[Collected data]
────────────────
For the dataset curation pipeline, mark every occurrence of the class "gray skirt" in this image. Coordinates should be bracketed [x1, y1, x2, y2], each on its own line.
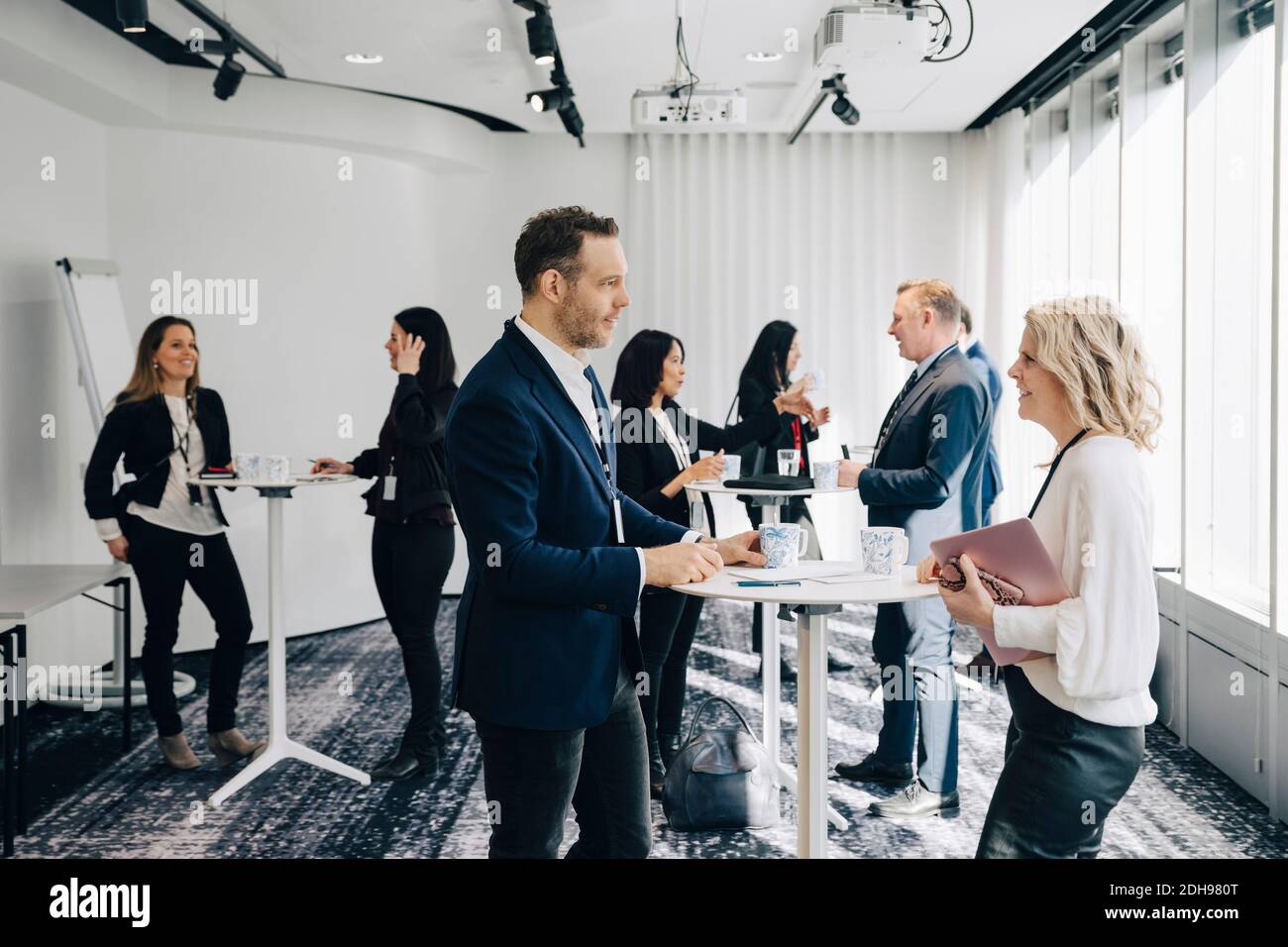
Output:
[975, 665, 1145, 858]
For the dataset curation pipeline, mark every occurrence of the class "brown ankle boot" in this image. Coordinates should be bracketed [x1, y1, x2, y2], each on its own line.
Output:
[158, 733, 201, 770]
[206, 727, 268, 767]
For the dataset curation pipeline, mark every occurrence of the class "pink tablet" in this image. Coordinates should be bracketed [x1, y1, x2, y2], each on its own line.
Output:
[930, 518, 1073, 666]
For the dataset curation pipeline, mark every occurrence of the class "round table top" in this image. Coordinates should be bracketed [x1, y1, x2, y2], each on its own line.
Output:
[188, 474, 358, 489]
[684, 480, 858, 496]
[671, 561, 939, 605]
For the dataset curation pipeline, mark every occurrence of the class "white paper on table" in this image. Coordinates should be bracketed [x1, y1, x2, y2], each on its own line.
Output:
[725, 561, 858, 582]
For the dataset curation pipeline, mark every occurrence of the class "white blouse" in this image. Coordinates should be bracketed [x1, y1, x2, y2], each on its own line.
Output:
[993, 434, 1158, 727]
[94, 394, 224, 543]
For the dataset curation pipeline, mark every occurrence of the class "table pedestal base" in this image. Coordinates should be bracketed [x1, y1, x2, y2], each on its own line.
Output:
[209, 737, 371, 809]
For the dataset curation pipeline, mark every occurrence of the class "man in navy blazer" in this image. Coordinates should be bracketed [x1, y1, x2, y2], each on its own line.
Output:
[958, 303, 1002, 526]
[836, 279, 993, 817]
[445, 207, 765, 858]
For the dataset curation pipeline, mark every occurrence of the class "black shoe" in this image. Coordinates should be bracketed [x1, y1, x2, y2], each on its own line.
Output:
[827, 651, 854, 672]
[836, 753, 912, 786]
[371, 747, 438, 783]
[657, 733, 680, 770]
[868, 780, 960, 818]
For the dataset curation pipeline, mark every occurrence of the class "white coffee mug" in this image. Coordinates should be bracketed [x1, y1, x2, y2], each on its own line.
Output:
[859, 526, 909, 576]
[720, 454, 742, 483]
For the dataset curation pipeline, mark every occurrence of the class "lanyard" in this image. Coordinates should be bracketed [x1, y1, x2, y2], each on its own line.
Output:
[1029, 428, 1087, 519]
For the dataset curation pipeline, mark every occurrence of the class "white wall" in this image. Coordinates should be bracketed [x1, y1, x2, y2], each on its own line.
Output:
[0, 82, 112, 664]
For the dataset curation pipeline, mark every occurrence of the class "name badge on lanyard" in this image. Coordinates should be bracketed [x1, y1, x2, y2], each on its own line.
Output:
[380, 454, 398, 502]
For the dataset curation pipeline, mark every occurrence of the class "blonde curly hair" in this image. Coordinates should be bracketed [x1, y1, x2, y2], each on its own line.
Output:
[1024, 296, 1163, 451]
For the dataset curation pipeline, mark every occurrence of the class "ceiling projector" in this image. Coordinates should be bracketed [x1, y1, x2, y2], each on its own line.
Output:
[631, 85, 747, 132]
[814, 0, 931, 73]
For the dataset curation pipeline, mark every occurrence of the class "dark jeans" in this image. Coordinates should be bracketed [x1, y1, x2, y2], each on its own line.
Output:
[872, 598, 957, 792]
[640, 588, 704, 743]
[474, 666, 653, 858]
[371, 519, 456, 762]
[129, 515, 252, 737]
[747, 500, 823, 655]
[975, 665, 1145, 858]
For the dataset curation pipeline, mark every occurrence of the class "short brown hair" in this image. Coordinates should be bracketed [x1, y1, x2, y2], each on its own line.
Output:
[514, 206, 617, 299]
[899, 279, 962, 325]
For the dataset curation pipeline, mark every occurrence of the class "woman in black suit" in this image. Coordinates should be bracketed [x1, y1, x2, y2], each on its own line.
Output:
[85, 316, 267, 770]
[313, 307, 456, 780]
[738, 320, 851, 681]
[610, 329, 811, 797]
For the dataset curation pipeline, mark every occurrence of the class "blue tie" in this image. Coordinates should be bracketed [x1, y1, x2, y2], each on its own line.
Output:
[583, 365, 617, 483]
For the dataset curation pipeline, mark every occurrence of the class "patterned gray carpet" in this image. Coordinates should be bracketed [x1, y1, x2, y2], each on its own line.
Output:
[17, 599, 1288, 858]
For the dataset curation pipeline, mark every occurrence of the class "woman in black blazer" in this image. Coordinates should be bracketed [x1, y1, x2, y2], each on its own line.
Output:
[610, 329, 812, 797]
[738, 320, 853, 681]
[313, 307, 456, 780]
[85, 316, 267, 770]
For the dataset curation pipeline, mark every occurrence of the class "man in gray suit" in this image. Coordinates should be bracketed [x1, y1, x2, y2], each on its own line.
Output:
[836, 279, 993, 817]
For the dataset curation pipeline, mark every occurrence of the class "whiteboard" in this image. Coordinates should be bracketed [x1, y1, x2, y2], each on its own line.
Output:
────────────────
Brief: Rewrite every line of the collected data from the first line through the line with "[725, 561, 858, 582]", both included, offsetting each bounding box coordinate in the answers by -29. Leave the pictures out.

Solution for this exercise:
For the dataset curation pipeline, mark every occurrence of the class "gray skirt" in this image. Coordinates should be bracketed [x1, y1, x2, y2], each on its own line.
Output:
[946, 636, 1116, 829]
For the dataset curation pipeline, mark every occurrence of the class "brown ankle boot" in this image. Coordinates should be bracketed [x1, y1, x2, y2], each on its own line.
Output:
[129, 704, 172, 741]
[177, 698, 239, 738]
For the dataset curation pipeline, mark every occurrence of the class "pink tablet" in this image. Coordinates should be bracketed [x1, y1, x2, y2], each on its own line.
Output:
[901, 489, 1044, 637]
For the dataset curation pipeline, mark every occurrence of the class "round table top" in this image. Coordinates should be bracketed [x1, y1, x2, y2], each on its own line.
Output:
[159, 445, 329, 460]
[655, 451, 829, 467]
[642, 532, 910, 576]
For the dataset curation pipeline, mark every occurrence of the class "white paper on table" in this image. Coordinates should be bracketed [x1, y1, x2, y2], each on its own line.
Output:
[696, 532, 829, 553]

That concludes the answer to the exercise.